**EXERCISE**
Give the records again in full, exactly as written.

========

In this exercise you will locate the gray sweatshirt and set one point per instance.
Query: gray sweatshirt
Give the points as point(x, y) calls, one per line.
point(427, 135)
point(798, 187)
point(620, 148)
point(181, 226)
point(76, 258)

========

**SOLUTION**
In this exercise you will locate the gray sweatshirt and set one point per instance.
Query: gray sweatshirt
Give the points as point(x, y) calls, one per line.
point(427, 135)
point(798, 187)
point(620, 148)
point(181, 226)
point(76, 258)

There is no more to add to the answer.